*TASK DATA:*
▶

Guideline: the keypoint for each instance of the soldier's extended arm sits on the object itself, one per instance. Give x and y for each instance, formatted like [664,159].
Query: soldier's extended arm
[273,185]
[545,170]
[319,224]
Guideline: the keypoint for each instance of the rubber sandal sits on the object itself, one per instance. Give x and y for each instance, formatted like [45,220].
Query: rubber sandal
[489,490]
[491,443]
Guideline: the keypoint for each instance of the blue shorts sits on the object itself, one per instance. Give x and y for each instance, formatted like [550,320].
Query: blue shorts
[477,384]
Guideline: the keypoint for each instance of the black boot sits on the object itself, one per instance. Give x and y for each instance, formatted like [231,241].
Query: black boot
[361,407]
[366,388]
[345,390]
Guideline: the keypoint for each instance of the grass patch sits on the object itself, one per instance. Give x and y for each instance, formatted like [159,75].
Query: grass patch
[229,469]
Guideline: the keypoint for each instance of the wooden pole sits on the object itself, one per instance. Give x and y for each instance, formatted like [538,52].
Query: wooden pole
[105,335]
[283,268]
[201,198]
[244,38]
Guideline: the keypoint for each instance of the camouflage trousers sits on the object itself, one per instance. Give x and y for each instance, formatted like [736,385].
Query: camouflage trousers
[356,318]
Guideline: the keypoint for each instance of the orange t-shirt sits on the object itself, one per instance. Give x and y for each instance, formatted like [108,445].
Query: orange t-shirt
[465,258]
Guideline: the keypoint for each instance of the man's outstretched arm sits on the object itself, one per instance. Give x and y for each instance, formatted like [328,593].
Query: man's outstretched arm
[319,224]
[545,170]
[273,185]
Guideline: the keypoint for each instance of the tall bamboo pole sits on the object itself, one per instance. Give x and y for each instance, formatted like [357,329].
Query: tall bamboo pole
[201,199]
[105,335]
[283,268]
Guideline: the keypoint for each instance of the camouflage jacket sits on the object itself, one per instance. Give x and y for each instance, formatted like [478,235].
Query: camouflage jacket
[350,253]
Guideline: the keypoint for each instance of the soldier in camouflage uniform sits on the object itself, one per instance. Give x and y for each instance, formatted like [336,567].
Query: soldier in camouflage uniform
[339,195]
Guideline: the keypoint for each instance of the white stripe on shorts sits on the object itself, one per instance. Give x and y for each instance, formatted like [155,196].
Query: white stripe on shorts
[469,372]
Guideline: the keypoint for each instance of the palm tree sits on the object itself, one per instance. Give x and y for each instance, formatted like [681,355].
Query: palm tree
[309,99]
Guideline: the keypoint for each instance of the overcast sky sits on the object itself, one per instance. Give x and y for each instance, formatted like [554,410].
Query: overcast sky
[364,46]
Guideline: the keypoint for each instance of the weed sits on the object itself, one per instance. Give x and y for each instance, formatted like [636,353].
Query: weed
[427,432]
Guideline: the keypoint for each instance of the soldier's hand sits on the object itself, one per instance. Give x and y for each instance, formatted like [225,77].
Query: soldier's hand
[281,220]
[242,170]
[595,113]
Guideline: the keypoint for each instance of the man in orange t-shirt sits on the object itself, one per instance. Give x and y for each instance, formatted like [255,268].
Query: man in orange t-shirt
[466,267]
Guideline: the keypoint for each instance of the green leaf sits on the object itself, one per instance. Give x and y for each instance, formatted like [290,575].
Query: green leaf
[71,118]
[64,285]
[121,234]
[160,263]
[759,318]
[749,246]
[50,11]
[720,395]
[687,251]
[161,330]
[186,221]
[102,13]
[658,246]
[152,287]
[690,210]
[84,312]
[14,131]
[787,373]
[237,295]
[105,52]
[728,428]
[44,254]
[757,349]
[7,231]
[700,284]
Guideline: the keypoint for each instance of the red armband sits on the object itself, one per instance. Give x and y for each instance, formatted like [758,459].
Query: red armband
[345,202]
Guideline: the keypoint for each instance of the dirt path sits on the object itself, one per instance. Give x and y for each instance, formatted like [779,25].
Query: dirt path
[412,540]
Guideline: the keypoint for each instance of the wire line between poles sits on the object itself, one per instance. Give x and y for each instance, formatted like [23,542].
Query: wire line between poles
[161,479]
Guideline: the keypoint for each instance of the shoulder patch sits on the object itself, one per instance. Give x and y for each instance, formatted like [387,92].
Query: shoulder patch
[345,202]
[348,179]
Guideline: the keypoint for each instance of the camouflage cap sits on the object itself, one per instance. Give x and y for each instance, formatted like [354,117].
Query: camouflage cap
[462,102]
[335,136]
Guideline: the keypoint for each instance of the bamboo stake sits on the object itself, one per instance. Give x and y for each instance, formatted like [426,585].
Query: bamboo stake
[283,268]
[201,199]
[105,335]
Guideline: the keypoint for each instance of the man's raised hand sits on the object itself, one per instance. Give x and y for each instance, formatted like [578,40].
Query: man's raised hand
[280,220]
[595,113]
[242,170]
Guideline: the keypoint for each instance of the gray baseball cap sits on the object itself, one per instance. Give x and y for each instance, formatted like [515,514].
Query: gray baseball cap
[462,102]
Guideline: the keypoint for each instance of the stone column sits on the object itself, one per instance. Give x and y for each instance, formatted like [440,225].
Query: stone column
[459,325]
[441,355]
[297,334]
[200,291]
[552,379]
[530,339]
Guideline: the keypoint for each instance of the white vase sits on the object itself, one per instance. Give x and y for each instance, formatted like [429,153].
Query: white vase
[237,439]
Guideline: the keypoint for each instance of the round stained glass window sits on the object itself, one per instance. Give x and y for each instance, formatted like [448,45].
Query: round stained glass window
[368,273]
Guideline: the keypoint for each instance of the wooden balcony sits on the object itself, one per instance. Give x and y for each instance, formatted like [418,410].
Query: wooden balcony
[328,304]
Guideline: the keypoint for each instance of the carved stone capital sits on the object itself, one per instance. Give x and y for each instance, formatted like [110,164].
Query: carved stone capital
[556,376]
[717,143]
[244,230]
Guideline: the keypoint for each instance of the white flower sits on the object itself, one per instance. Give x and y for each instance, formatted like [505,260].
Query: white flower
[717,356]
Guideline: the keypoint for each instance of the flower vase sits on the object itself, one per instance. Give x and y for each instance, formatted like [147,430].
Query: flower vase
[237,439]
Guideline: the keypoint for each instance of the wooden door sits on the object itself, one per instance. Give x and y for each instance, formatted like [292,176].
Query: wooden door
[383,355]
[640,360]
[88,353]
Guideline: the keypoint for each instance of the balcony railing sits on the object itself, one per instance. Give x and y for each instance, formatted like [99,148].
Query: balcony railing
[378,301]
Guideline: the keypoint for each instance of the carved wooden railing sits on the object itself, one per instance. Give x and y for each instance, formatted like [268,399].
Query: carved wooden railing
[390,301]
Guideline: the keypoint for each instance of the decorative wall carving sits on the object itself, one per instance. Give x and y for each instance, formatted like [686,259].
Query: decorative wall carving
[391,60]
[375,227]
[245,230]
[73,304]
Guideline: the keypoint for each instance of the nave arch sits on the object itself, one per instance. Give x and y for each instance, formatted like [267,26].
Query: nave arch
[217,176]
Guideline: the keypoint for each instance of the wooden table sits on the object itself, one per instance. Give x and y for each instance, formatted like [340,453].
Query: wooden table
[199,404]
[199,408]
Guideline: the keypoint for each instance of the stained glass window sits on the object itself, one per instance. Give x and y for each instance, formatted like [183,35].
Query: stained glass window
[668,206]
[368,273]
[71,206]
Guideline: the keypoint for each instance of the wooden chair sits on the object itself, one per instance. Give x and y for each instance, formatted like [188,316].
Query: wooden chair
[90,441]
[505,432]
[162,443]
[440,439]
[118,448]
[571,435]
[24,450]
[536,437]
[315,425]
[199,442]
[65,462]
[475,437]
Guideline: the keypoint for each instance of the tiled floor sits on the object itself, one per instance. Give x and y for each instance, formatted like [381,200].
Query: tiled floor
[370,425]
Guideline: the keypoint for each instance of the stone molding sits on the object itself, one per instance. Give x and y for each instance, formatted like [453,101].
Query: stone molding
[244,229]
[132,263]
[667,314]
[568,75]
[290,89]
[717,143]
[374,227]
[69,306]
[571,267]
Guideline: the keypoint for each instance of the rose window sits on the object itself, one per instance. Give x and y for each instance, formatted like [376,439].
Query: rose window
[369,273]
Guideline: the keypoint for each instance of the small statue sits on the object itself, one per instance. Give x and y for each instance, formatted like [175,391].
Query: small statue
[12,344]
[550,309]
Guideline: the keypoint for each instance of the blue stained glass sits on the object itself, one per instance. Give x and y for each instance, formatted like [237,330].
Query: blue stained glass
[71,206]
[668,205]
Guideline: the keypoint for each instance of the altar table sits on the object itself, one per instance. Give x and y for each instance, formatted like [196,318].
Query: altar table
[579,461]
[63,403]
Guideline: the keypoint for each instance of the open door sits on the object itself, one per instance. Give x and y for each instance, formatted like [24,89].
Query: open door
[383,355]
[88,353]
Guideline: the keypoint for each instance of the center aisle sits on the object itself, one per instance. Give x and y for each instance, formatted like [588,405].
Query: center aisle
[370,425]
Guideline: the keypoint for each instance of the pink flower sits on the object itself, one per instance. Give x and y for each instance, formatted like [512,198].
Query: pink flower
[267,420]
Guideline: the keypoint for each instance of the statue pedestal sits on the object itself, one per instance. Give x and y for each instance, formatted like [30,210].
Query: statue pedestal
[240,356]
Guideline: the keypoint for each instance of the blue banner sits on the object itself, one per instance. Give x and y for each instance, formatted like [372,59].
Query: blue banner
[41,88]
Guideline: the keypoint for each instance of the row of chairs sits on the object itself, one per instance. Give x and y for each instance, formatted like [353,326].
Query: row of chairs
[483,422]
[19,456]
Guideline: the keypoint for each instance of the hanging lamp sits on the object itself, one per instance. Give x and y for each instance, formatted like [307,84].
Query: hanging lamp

◀

*EXERCISE OBJECTIVE:* Each line in the records above with "hanging" must be returned.

*EXERCISE RESULT:*
Guideline: the keypoint for each instance of the hanging lamp sits on the object itself, one per instance. Give x and y for each instance, formatted like [307,84].
Query: hanging lamp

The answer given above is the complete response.